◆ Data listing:

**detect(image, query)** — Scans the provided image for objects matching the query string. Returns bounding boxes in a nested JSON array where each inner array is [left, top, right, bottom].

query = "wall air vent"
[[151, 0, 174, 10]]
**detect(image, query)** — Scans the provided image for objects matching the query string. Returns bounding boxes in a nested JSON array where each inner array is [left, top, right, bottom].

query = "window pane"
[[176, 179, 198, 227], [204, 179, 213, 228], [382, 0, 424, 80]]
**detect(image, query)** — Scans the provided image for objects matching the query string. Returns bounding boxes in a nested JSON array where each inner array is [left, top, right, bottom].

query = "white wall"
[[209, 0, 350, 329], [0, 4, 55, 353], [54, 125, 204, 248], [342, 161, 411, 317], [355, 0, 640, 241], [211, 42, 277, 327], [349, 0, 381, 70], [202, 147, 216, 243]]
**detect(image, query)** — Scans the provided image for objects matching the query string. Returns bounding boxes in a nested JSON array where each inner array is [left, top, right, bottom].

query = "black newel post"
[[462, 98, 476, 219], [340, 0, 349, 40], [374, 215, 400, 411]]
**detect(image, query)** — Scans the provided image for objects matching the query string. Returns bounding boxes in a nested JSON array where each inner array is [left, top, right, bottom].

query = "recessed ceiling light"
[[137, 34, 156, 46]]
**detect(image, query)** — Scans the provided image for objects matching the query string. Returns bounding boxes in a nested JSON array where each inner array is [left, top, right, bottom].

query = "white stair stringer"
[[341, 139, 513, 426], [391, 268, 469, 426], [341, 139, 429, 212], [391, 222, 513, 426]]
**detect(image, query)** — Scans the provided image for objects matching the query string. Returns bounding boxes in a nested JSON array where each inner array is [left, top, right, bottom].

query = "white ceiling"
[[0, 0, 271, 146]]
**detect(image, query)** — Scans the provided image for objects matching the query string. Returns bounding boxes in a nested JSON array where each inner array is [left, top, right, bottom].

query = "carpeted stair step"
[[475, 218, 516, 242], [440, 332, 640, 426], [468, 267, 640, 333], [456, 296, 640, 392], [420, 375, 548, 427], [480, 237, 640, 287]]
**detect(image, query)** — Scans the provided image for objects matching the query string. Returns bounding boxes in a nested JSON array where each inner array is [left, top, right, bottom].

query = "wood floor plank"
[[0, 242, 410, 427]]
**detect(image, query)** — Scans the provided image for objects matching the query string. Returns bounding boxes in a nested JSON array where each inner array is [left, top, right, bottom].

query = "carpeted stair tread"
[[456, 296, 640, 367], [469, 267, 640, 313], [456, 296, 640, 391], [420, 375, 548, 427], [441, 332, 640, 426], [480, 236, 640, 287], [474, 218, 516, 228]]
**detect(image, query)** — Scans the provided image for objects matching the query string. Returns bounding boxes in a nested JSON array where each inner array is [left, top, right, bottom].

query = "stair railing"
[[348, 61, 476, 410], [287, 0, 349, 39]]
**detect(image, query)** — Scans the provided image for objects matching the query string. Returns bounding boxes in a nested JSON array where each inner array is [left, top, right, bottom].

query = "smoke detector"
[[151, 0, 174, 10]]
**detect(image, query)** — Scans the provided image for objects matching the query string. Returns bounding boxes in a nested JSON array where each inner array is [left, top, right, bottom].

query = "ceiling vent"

◆ Problem: Could you present each line of the records above as a numbered list, skipping the blank lines?

◆ Exercise response:
1. **detect(image, query)** — Scans the provided image for objects matching the query string. Returns bounding boxes in a nested JSON array where each inner array is [left, top, right, bottom].
2. query = "wall air vent"
3. [[151, 0, 174, 10]]
4. **detect(image, query)** — Scans the provided image for objects matching the query string. Returns bounding boxes in a nested JSON array where each inner array is [left, top, right, bottom].
5. query = "window pane"
6. [[176, 179, 198, 227], [204, 179, 213, 228], [382, 0, 424, 80]]
7. **detect(image, query)** — Scans the provided image for objects matching the query string. Returns bounding boxes in a nested JSON array where each inner array is [left, top, right, bottom].
8. query = "white wall"
9. [[209, 0, 350, 329], [0, 4, 55, 353], [54, 125, 204, 248], [342, 161, 411, 317], [355, 0, 640, 241], [211, 42, 277, 327], [349, 0, 381, 70], [202, 147, 216, 243]]
10. **detect(image, query)** — Scans the provided image for objects matching the query string. Returns bounding boxes in a nested JSON array where each inner array is [left, top, right, bottom].
11. query = "black newel post"
12. [[462, 98, 476, 219], [340, 0, 349, 40], [374, 215, 400, 411]]
13. **detect(image, query)** — Scans the provided image for objects matching the query string. Returns bounding boxes in a nested JSON array where each inner array is [left, top, right, bottom].
14. query = "recessed ceiling light"
15. [[137, 34, 156, 46]]
16. **detect(image, query)** — Scans the provided image for objects matching the query string. Returns bounding boxes in a nested JSON array where each inner array is [left, top, right, bottom].
17. query = "white stair stringer"
18. [[341, 139, 513, 426], [391, 268, 469, 426], [341, 139, 429, 212], [391, 222, 513, 426]]
19. **detect(image, query)** — Scans the provided image for objects matching the query string. Returns bounding boxes in a nested JSON array where each inner array is [left, top, right, bottom].
20. query = "white ceiling"
21. [[0, 0, 271, 146]]
22. **detect(image, query)** — Scans the provided image for objects matching the query string. Returns bounding boxes in a nested JSON array where each inner array is [left, top, right, bottom].
23. query = "carpeted stair step"
24. [[475, 218, 516, 242], [440, 332, 640, 426], [468, 267, 640, 333], [456, 296, 640, 392], [420, 375, 548, 427], [480, 237, 640, 287]]
25. **detect(image, query)** — Scans the provided image for objects matching the query string. Returns bounding boxes in a nested JSON array where each inner array is [left, top, right, bottom].
26. query = "wood floor plank"
27. [[0, 242, 410, 427]]
28. **detect(image, query)** — Scans the provided image for objects matching the query string. Returns bounding boxes in a nested JSON array where each inner array is [left, top, right, bottom].
29. query = "carpeted stair tread"
30. [[456, 296, 640, 367], [469, 267, 640, 313], [456, 296, 640, 391], [420, 375, 548, 427], [441, 332, 640, 426], [480, 236, 640, 287], [474, 218, 516, 228]]
31. **detect(image, query)** — Scans the provided image for objects matching the query string. Returns bounding boxes in a nested JSON array where each inner array is [left, top, right, bottom].
32. query = "stair railing"
33. [[348, 61, 476, 410], [287, 0, 349, 39]]
34. **detect(image, query)** — Scans the provided image for objects matching the query string. Returns bounding boxes in a nested JSON array where each inner array is [left, top, right, bottom].
35. query = "smoke detector"
36. [[151, 0, 174, 10]]
37. **detect(image, query)** — Scans the provided image for objects matching the query string. Returns bounding boxes in a nested JSON array where each inner array is [left, top, right, bottom].
38. query = "ceiling vent"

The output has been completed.